(What to produce)
Write out every line of the records below as a JSON list of strings, with one string per line and blank lines omitted.

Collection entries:
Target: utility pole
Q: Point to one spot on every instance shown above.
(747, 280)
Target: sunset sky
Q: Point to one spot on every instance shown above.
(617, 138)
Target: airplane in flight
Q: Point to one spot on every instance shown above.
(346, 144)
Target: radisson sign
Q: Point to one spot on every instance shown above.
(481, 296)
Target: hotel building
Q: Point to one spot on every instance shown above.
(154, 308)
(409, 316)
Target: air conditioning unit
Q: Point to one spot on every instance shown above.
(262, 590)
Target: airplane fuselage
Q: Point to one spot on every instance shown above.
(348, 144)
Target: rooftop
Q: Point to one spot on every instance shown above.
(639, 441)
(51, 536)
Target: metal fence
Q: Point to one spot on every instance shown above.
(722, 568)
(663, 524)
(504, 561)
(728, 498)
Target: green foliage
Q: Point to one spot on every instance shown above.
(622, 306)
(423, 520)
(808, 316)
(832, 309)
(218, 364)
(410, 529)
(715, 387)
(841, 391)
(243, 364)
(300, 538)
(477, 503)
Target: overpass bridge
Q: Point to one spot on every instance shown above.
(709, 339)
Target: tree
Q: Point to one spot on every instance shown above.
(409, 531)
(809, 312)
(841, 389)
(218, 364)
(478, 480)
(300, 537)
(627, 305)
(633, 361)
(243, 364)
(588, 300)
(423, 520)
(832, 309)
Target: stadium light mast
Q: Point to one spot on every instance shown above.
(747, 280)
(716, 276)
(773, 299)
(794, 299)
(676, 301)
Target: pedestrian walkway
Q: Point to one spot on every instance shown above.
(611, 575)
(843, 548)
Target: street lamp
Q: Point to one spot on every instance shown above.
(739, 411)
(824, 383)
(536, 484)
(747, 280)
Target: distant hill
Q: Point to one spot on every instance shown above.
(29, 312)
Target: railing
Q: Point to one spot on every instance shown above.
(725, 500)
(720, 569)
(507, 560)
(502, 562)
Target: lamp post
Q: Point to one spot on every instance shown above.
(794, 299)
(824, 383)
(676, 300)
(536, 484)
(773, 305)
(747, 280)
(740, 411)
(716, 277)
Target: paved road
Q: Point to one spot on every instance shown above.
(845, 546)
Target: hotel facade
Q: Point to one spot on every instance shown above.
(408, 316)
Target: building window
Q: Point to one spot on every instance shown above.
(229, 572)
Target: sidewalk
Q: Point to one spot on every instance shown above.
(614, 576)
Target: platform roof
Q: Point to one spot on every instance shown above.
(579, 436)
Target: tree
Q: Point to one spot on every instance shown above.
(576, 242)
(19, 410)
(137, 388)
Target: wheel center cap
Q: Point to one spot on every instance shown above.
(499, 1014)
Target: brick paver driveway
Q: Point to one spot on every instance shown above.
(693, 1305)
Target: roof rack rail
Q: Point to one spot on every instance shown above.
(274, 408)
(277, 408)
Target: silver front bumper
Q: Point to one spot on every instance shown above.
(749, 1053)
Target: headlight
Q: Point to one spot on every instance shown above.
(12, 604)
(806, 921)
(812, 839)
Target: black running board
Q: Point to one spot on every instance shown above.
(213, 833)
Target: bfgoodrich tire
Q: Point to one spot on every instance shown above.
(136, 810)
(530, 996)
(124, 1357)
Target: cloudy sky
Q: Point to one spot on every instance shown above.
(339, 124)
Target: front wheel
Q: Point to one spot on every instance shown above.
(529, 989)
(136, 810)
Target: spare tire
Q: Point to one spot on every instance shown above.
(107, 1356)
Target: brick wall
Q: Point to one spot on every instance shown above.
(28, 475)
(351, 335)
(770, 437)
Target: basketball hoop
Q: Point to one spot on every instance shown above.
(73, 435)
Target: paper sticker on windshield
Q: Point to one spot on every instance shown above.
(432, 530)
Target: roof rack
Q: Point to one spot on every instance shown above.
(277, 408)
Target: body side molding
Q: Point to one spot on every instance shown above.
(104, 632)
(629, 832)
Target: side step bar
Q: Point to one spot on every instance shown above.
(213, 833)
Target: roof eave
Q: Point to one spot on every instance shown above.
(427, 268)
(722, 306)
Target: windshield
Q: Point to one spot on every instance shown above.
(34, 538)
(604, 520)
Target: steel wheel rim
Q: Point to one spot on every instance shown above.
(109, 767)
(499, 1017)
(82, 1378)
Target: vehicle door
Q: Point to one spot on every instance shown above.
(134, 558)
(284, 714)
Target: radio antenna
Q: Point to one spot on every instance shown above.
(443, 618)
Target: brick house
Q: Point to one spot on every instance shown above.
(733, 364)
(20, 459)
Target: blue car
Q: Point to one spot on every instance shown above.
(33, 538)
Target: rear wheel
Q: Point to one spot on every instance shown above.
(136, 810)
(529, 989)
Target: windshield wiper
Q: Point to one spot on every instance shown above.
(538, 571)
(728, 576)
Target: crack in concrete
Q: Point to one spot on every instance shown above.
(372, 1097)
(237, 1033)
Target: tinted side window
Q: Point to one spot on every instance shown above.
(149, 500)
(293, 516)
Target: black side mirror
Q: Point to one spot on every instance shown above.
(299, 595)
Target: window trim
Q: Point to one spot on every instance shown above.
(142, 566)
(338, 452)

(Right answer)
[
  "Target: utility pole",
  "Q: Point to one spot on every instance shown above.",
  "(747, 280)",
  "Target: sunset sky",
  "Q: Point to one spot on every instance shown above.",
  "(617, 138)",
  "Target: airplane in flight",
  "Q: Point to one spot on every instance shown above.",
  "(346, 144)",
  "Target: radisson sign",
  "Q: Point to one spot on every instance shown above.",
  "(481, 296)",
  "Target: hotel building",
  "Q: Point to one spot on every instance shown above.",
  "(154, 308)",
  "(409, 316)",
  "Target: air conditioning unit",
  "Q: Point to one spot on every instance shown above.",
  "(262, 590)",
  "Target: airplane fuselage",
  "Q: Point to one spot on every instance shown above.",
  "(348, 144)",
  "Target: rooftop",
  "Q: Point to one spot on every instance shown above.",
  "(639, 441)",
  "(51, 536)",
  "Target: metal fence",
  "Q: Point to one spot on every instance shown above.",
  "(722, 568)",
  "(663, 524)",
  "(504, 561)",
  "(728, 498)",
  "Target: green foliage",
  "Q: Point to one spot on every instance shown above.",
  "(622, 306)",
  "(423, 520)",
  "(808, 316)",
  "(832, 309)",
  "(218, 364)",
  "(410, 529)",
  "(715, 387)",
  "(841, 391)",
  "(243, 364)",
  "(300, 538)",
  "(477, 503)",
  "Target: overpass bridge",
  "Q: Point to one spot on every instance shown above.",
  "(709, 339)",
  "Target: tree",
  "Q: Point to one spot on every instance shown above.",
  "(409, 531)",
  "(809, 312)",
  "(841, 389)",
  "(218, 364)",
  "(478, 480)",
  "(300, 537)",
  "(627, 305)",
  "(633, 361)",
  "(243, 364)",
  "(588, 300)",
  "(423, 520)",
  "(832, 309)",
  "Target: stadium light mast",
  "Q: Point to one spot on every instance shown above.",
  "(747, 280)",
  "(716, 276)",
  "(773, 299)",
  "(794, 299)",
  "(676, 301)",
  "Target: pedestrian walkway",
  "Q: Point to one spot on every instance shown above.",
  "(611, 575)",
  "(843, 548)",
  "Target: street lamp",
  "Q: Point to one spot on every instance shown above.",
  "(739, 411)",
  "(824, 383)",
  "(536, 484)",
  "(747, 280)",
  "Target: distant hill",
  "Q: Point to one spot on every instance shown above.",
  "(29, 312)",
  "Target: railing",
  "Q: Point to one spot on every instance shown above.",
  "(725, 500)",
  "(720, 569)",
  "(507, 560)",
  "(502, 562)",
  "Target: lamp post",
  "Q: Point to one spot on every instance shown above.",
  "(794, 299)",
  "(824, 383)",
  "(676, 300)",
  "(536, 484)",
  "(773, 305)",
  "(747, 280)",
  "(740, 411)",
  "(716, 277)",
  "Target: paved road",
  "Q: Point to one spot on every instance shown above.",
  "(845, 546)",
  "Target: hotel facade",
  "Q: Point to one spot on every instance shown above.",
  "(408, 316)",
  "Target: building window",
  "Q: Point to one spot on every instance shown above.",
  "(229, 572)",
  "Target: sidewalk",
  "Q: Point to one spot on every instance shown above.",
  "(614, 576)",
  "Target: platform roof",
  "Q: Point to one spot on every instance shown above.",
  "(579, 436)",
  "Target: tree",
  "Q: Point to one spot on every instance shown above.",
  "(576, 242)",
  "(19, 410)",
  "(137, 388)",
  "Target: wheel center cap",
  "Q: Point to one spot on every instance shown above.",
  "(499, 1014)",
  "Target: brick paver driveway",
  "Q: Point to one spot on every instance shown above.",
  "(693, 1305)",
  "Target: roof rack rail",
  "Q: Point to one spot on every instance shown above.",
  "(274, 408)",
  "(277, 408)",
  "Target: silver front bumper",
  "Q: Point to one spot on every instance shown above.",
  "(749, 1053)",
  "Target: headlight",
  "Q: Point to one spot on every instance shown above.",
  "(12, 604)",
  "(806, 921)",
  "(812, 839)",
  "Target: black running board",
  "Q: Point to one spot on every instance shown above.",
  "(213, 833)",
  "Target: bfgoodrich tire",
  "Q: Point to one spot on every instance shown above.",
  "(136, 810)",
  "(530, 996)",
  "(124, 1357)",
  "Target: cloudy sky",
  "Q: Point to one spot on every instance shown above.",
  "(339, 124)",
  "Target: front wheel",
  "Q: Point to one spot on every instance shown above.",
  "(529, 989)",
  "(136, 810)",
  "Target: spare tire",
  "Q: Point to one spot on every instance shown above.",
  "(107, 1356)",
  "Target: brick wall",
  "Q: Point to one spot on every instance shown above.",
  "(28, 475)",
  "(351, 335)",
  "(770, 437)",
  "Target: basketball hoop",
  "Q: Point to one spot on every instance shown above.",
  "(73, 435)",
  "Target: paper sticker on windshield",
  "Q: Point to one spot on every instance shown above.",
  "(432, 530)",
  "Target: roof rack",
  "Q: Point to one spot on every instance shown above.",
  "(277, 408)",
  "Target: body side molding",
  "Q: Point to one spot on every instance shown above.",
  "(104, 632)",
  "(629, 832)",
  "Target: side step bar",
  "Q: Point to one spot on every instance shown above.",
  "(213, 833)",
  "Target: roof eave",
  "Q: Point to one spot on every instance shown above.",
  "(427, 268)",
  "(722, 306)",
  "Target: windshield",
  "Q: Point to one spot on every instance shown above.",
  "(34, 538)",
  "(604, 520)",
  "Target: steel wheel rim",
  "Q: Point to one spot on every instance shown above.",
  "(109, 767)",
  "(499, 1017)",
  "(82, 1378)",
  "Target: vehicle door",
  "Q: Point to one spot on every instance shown above.",
  "(134, 558)",
  "(284, 714)",
  "Target: radio antenna",
  "Q: Point to one spot on every instance shown above.",
  "(443, 618)",
  "Target: brick house",
  "Q: Point to one spot on every instance shown above.",
  "(733, 364)",
  "(20, 459)",
  "Target: blue car",
  "Q: Point to one spot on every instance shown above.",
  "(33, 538)",
  "Target: rear wheel",
  "Q: Point to one spot on every instance shown above.",
  "(136, 810)",
  "(529, 989)",
  "Target: windshield wiper",
  "Q: Point to one spot on every instance shown above.",
  "(538, 571)",
  "(728, 576)",
  "Target: crack in concrete",
  "Q: Point to one spot on every instance shown above.",
  "(372, 1097)",
  "(237, 1033)",
  "Target: tinted side window",
  "Q: Point to one spot on every instance shown above.",
  "(149, 500)",
  "(293, 516)",
  "Target: black side mirror",
  "Q: Point to one spot on every instance shown above.",
  "(299, 595)",
  "Target: window trim",
  "Q: Point to one spot on every instance shown above.",
  "(142, 566)",
  "(338, 452)"
]